EXERCISE INSTRUCTIONS:
Turn everything from the row containing "For the benchmark, spot each instance of the gray necktie" down to the last of the rows below into a numbered list, both ends included. Leave out any blank lines.

DATA:
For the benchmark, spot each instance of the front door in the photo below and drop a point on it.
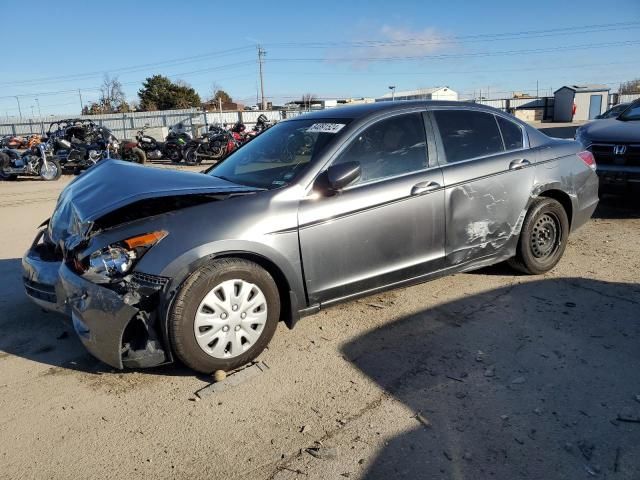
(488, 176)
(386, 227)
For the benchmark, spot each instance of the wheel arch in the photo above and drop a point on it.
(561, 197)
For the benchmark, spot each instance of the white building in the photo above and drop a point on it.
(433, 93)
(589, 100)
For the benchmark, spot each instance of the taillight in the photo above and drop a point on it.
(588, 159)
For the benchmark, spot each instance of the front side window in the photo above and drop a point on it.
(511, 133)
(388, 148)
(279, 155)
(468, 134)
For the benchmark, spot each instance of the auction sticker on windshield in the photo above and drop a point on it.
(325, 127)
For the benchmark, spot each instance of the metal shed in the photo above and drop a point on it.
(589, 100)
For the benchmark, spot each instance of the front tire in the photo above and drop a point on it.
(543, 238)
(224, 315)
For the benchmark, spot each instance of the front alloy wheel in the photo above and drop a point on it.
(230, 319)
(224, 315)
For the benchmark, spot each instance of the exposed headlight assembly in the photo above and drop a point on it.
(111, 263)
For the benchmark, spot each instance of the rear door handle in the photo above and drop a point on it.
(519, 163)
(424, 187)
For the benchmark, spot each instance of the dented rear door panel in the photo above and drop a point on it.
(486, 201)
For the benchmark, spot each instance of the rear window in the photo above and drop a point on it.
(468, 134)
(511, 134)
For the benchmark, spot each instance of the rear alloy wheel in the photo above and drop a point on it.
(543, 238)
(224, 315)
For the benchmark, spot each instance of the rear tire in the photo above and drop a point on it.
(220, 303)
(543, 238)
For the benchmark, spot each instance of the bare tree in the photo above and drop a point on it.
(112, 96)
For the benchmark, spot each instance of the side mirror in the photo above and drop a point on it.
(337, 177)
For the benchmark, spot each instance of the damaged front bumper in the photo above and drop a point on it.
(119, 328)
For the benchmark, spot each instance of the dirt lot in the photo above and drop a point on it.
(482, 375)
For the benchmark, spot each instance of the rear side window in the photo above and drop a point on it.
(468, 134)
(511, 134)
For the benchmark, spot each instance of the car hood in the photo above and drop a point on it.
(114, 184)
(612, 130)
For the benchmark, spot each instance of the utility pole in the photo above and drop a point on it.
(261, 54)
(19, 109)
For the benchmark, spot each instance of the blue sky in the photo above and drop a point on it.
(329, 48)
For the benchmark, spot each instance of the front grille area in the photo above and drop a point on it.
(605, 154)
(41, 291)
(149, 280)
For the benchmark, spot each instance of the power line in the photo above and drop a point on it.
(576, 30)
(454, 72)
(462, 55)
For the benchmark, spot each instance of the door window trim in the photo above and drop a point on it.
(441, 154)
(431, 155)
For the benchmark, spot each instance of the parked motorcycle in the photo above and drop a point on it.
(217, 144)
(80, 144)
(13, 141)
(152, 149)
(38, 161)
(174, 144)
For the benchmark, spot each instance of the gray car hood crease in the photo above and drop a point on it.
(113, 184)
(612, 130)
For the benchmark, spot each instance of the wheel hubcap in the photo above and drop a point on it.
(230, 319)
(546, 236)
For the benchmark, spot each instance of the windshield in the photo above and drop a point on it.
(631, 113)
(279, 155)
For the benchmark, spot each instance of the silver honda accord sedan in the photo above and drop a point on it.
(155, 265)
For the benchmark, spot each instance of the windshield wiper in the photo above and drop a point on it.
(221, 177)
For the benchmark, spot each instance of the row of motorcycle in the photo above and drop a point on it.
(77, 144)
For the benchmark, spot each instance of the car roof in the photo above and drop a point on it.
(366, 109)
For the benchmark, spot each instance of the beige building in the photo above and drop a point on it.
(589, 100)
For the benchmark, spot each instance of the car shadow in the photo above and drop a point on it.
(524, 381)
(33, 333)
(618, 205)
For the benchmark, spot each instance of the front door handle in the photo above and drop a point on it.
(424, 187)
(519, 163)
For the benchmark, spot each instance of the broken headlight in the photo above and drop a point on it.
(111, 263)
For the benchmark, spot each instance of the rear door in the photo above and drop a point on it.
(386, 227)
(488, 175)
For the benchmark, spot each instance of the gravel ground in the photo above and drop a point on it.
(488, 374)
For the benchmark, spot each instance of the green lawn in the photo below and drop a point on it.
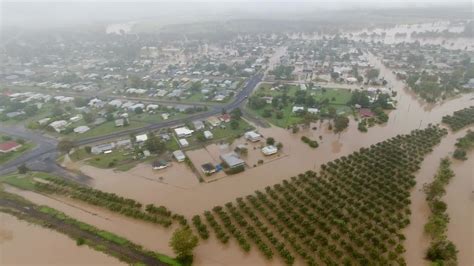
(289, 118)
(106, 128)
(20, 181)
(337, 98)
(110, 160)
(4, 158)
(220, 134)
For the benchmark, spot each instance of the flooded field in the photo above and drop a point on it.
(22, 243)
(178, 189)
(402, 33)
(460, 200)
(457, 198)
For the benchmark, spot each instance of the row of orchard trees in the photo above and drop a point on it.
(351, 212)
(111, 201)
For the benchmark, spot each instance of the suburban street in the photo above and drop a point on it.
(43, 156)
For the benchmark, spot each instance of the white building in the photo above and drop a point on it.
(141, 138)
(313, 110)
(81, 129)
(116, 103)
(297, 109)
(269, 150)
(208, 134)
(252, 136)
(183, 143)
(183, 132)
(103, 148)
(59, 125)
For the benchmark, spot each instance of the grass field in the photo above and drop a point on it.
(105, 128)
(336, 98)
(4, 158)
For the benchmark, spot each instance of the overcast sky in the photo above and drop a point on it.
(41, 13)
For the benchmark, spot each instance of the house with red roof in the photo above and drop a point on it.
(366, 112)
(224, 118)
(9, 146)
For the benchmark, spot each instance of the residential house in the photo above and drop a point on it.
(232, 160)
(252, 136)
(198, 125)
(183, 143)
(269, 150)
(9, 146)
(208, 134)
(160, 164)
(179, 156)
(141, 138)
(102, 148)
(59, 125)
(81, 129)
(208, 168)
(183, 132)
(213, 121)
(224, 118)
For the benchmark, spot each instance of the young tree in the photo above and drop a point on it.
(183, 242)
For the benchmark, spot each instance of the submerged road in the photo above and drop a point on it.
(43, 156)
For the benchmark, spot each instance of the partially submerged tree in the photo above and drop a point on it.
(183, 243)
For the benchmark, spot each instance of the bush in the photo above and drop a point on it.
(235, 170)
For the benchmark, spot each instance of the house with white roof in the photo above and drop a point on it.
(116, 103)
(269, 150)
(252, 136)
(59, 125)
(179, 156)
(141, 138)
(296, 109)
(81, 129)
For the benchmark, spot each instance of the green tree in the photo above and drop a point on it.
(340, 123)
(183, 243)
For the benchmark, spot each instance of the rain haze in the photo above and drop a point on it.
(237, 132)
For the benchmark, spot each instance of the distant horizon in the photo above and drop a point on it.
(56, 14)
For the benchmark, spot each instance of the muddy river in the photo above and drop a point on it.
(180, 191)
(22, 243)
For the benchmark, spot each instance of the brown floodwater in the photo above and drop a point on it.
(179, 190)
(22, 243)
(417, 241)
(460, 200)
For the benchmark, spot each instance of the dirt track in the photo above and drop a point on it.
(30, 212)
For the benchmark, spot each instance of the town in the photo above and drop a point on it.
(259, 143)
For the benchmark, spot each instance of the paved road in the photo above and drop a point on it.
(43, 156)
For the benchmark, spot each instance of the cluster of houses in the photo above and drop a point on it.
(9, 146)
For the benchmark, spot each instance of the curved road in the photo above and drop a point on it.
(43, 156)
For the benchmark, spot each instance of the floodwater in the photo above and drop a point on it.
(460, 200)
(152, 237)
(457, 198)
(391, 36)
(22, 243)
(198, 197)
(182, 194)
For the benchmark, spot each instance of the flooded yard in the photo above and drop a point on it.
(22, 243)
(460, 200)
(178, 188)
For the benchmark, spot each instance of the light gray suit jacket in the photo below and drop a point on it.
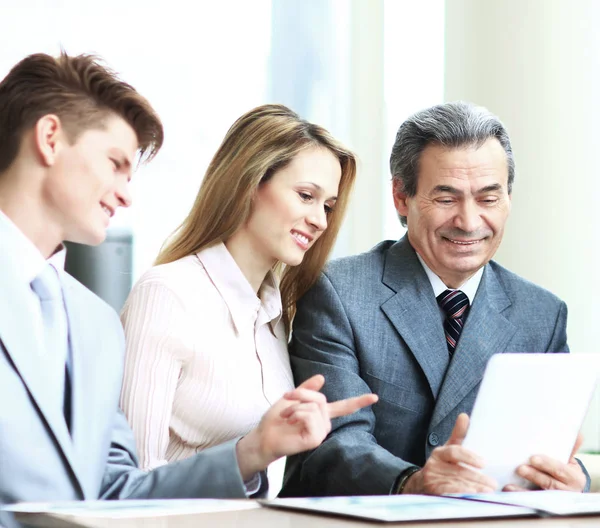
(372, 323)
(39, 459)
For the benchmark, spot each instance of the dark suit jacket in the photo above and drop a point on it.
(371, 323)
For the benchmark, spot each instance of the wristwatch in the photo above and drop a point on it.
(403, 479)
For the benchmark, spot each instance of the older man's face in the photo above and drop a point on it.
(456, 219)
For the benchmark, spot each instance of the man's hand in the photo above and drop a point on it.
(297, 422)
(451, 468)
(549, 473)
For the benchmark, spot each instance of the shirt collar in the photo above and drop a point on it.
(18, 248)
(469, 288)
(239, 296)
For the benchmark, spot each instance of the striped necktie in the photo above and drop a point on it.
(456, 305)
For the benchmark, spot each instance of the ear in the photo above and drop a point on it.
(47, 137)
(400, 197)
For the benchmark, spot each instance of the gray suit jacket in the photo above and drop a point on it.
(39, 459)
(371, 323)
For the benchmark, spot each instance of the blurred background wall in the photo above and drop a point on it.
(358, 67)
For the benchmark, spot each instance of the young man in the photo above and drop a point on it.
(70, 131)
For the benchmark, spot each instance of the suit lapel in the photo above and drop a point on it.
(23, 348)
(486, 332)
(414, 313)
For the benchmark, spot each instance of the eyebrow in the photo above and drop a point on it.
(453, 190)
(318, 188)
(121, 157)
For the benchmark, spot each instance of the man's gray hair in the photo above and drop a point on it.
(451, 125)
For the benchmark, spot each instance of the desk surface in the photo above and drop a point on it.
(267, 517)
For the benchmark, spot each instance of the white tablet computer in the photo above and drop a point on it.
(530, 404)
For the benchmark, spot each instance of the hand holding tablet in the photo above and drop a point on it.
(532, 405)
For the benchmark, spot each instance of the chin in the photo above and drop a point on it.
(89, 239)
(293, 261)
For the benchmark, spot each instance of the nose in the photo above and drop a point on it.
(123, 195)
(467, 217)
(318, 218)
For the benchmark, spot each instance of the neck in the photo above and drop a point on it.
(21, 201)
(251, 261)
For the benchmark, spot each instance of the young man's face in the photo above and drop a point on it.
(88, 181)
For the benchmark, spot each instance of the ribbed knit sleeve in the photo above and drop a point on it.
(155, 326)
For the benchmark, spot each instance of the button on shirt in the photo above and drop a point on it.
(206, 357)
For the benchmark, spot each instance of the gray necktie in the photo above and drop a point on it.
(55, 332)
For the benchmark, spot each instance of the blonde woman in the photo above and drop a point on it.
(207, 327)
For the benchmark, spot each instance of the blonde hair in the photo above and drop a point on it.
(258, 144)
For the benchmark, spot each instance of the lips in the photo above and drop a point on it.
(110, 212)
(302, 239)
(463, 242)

EXERCISE ANSWER:
1. For the benchmark, spot each instance of the gray necktie in the photo above and drop a point on it.
2. (55, 332)
3. For the benchmark, spot each instance of the blonde woman in the photo above and drop a point on it.
4. (207, 327)
5. For the benchmark, spot each instance of the blonde hair in the photo above and drop a point on it.
6. (258, 144)
7. For the benchmark, spot each instance of the lips in the photo above and drop a point on it.
8. (110, 212)
9. (302, 239)
10. (463, 242)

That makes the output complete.